**Input:**
- - -
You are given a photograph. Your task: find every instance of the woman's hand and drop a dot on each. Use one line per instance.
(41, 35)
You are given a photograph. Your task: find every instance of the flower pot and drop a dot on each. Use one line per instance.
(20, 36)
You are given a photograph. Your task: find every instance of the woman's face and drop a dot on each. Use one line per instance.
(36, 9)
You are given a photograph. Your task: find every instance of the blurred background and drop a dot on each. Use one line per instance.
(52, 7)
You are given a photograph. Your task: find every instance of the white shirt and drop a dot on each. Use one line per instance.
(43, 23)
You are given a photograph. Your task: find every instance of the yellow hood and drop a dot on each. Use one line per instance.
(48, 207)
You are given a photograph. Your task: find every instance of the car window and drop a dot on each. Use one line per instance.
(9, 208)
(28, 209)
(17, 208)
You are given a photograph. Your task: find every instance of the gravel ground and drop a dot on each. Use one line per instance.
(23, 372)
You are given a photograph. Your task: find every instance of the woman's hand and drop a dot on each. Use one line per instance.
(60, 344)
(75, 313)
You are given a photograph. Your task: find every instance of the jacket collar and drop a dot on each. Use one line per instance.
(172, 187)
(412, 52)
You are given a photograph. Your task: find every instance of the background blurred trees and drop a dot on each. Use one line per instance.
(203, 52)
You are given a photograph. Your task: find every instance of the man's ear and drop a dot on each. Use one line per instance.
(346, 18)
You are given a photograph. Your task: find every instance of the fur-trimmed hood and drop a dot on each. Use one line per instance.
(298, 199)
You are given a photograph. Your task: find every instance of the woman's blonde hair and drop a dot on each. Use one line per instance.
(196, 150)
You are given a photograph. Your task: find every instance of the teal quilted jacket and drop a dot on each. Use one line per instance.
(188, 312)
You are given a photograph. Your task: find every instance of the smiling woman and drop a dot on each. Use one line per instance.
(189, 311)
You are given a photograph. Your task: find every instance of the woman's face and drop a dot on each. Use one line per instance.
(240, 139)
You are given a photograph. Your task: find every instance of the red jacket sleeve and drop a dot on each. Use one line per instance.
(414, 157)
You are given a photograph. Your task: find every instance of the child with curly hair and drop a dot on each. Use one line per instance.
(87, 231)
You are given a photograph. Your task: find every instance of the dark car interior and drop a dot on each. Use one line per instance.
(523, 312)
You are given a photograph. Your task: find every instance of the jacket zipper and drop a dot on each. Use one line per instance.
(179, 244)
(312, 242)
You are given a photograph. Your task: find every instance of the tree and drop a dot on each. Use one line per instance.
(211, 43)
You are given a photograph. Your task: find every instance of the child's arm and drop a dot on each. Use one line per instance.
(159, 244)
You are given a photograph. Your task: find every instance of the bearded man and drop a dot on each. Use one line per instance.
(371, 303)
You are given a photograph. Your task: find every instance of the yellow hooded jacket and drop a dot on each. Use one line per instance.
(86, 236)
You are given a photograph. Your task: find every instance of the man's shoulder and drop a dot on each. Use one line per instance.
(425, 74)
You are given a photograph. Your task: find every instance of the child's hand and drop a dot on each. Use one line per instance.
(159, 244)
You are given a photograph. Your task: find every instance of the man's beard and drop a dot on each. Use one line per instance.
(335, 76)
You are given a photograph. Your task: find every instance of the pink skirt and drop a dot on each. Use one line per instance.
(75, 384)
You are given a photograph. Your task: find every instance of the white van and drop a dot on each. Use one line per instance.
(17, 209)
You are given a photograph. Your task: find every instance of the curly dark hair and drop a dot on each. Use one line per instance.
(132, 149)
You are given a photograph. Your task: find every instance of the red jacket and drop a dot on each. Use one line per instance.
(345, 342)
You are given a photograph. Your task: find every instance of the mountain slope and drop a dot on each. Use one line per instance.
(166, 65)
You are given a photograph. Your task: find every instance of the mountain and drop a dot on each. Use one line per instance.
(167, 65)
- - -
**Your goal:** Starting with the line that contains "the mountain and" and going on through the end of the data, write those lines out as a JSON list of strings, one string per line, with any blank lines left out.

**Task output:**
[
  "You are given a photograph. Your task: find every instance of the mountain and drop a dot on each. Use one line per instance.",
  "(167, 65)"
]